Report how many lines in the listing below contain the string "meringue" as a case-sensitive match. Give only the number.

[Data items]
· · · · · · ·
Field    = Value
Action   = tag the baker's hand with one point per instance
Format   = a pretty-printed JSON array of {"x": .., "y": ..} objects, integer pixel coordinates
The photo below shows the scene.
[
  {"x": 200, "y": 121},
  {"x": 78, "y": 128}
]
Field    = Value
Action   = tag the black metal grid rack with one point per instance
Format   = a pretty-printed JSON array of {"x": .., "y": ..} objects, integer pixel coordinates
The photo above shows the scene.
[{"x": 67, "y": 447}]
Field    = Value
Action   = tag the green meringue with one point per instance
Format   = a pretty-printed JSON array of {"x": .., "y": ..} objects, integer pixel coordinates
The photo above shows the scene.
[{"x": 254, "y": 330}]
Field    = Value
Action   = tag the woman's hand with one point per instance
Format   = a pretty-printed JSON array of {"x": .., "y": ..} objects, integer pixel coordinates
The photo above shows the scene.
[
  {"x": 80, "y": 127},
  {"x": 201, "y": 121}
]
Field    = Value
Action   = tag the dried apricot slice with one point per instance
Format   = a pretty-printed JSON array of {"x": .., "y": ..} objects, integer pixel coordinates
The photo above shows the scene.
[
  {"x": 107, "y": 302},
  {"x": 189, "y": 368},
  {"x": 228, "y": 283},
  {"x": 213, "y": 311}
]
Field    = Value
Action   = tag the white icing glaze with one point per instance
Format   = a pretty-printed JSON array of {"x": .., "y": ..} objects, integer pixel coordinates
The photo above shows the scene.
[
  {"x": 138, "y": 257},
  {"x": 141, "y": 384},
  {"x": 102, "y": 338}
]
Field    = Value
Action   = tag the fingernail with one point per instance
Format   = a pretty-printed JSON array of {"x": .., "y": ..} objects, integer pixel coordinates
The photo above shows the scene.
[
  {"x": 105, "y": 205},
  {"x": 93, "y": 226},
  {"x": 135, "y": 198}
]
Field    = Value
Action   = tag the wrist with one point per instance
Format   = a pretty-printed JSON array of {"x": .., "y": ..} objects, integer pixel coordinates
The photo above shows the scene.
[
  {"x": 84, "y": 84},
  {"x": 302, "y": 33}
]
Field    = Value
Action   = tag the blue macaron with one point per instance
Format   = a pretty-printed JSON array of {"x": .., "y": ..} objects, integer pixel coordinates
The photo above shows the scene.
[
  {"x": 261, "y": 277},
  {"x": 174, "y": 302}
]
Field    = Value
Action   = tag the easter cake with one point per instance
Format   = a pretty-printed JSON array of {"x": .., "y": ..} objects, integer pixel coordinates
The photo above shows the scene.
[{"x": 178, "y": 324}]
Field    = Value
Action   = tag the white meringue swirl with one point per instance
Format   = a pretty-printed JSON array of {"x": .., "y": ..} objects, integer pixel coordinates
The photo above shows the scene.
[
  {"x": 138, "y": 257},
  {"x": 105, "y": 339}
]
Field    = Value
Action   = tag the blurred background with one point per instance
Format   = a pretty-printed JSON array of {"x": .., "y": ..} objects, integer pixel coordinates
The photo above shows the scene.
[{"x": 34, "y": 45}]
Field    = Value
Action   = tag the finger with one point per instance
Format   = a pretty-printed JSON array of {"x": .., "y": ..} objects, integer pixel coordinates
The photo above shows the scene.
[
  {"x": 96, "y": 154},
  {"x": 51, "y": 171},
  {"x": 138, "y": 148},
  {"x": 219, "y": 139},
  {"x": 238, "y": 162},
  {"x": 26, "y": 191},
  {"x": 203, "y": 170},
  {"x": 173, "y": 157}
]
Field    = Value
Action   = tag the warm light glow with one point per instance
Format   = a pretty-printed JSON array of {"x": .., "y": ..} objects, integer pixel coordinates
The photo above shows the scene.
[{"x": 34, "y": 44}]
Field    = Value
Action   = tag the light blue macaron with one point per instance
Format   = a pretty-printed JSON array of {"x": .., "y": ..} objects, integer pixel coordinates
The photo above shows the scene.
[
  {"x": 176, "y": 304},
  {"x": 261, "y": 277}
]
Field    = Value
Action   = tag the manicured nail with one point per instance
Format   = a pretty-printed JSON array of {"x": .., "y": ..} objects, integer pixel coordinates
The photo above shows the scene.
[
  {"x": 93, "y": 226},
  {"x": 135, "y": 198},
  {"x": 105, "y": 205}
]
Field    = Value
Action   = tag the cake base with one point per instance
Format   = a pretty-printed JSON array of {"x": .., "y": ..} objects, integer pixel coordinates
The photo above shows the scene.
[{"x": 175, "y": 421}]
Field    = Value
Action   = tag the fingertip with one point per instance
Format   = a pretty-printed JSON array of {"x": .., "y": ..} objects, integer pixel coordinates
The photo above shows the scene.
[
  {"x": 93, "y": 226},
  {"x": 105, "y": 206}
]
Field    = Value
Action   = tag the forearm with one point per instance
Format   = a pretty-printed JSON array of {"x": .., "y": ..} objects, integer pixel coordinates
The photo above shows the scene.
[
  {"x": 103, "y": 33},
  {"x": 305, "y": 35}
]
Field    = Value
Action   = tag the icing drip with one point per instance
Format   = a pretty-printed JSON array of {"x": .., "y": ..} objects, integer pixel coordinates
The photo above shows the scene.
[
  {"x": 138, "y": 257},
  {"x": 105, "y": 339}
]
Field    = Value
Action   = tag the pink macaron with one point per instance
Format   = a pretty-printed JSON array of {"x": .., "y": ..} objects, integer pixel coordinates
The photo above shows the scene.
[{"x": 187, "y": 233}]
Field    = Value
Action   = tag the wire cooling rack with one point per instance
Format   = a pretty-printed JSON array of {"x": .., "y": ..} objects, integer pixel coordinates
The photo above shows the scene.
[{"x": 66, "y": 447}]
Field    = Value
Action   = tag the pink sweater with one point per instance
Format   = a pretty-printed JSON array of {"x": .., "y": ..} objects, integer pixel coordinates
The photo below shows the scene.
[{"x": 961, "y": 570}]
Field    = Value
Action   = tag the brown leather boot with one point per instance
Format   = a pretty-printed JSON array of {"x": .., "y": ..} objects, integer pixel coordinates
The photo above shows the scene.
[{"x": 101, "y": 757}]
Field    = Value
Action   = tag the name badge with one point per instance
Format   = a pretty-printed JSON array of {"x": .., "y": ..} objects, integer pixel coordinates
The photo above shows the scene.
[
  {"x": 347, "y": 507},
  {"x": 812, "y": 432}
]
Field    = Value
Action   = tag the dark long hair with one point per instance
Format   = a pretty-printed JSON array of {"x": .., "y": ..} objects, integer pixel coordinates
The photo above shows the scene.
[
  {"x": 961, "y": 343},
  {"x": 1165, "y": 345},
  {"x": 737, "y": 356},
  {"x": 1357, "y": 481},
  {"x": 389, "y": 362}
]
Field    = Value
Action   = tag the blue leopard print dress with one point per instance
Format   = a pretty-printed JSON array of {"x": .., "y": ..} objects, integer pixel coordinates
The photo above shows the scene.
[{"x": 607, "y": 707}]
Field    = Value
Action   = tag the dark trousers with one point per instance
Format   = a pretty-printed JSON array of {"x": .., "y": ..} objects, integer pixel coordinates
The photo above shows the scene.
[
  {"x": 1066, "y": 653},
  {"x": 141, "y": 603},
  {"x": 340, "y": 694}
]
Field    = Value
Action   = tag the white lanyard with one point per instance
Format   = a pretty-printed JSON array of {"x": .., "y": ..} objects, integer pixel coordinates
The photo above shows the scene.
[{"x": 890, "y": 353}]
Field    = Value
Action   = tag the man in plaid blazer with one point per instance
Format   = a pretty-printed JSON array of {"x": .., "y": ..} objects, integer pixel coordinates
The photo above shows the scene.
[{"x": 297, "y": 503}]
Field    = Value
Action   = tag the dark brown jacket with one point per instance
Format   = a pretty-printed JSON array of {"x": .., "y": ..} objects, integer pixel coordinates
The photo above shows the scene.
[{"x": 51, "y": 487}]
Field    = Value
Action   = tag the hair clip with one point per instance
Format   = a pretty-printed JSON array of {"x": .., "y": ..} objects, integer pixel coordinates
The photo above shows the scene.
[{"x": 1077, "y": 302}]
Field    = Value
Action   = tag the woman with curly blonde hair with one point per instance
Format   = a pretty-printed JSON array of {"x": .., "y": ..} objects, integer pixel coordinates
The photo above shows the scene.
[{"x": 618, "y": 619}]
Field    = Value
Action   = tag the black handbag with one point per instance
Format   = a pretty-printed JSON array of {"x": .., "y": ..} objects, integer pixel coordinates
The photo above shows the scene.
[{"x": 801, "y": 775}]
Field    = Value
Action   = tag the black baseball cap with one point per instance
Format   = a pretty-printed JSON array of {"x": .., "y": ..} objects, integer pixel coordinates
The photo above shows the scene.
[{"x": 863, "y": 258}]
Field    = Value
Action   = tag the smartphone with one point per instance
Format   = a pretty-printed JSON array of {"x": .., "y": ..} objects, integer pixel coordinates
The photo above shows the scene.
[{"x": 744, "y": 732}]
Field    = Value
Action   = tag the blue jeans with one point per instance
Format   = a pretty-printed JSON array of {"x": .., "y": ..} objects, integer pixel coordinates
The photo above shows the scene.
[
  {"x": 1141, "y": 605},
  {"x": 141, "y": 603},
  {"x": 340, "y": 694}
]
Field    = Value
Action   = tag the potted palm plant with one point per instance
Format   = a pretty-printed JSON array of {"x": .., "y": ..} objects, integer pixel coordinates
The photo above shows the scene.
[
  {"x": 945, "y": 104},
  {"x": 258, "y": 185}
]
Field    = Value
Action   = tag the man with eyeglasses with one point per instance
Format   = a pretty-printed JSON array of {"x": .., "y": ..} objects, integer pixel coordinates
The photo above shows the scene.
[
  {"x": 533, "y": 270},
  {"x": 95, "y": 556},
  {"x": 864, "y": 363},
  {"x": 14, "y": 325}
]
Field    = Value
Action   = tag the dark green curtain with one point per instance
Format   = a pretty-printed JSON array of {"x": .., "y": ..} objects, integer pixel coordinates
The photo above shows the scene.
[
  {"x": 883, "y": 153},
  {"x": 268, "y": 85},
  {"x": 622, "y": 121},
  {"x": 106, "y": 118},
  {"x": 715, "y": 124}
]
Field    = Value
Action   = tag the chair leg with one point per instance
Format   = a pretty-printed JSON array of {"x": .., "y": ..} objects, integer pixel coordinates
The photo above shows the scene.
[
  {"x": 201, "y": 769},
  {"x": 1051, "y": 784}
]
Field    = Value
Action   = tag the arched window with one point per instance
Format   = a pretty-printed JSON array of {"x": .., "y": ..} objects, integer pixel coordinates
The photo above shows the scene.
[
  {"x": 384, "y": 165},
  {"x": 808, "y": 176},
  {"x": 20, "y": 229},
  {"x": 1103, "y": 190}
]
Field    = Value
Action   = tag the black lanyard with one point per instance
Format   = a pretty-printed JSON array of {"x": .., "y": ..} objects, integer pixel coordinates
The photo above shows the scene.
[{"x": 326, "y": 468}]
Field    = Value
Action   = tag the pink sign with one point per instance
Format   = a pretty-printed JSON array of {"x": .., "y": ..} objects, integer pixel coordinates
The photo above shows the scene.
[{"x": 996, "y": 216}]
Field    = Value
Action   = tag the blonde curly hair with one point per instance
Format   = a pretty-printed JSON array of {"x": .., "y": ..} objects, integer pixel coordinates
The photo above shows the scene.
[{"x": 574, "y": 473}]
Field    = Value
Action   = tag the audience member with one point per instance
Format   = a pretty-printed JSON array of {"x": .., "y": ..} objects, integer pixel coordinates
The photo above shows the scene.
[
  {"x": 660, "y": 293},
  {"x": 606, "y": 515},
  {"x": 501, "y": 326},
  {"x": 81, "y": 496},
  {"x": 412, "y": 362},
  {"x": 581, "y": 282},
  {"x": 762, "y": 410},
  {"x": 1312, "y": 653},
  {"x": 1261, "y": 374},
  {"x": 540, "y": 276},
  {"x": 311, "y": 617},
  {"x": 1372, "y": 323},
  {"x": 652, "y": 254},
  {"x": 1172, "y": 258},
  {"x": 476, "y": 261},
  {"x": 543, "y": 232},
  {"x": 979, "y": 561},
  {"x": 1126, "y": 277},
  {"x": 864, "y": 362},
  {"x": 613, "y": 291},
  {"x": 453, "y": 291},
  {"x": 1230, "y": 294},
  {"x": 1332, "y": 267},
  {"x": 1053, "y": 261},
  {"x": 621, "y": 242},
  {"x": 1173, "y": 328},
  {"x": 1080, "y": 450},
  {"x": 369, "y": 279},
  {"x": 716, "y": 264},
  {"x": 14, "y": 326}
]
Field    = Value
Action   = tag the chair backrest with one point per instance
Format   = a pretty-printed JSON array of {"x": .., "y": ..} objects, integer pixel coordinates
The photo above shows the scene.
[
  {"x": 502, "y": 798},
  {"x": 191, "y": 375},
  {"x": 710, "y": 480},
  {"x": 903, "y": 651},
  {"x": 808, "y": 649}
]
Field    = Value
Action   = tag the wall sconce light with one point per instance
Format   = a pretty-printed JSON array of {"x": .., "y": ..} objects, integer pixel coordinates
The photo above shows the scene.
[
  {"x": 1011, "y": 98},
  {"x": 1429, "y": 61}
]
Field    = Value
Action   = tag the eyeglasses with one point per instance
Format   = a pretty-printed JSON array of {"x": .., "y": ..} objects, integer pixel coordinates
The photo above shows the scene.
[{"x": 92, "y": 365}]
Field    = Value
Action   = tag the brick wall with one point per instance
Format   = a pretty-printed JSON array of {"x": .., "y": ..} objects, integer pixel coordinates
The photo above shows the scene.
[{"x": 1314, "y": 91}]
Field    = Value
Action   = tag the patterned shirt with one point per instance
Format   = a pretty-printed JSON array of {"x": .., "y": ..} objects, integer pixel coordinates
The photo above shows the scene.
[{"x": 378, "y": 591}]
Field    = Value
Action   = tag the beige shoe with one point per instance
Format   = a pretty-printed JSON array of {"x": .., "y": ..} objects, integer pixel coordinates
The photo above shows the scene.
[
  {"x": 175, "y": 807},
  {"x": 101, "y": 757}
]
· · · · · · ·
[Result] 2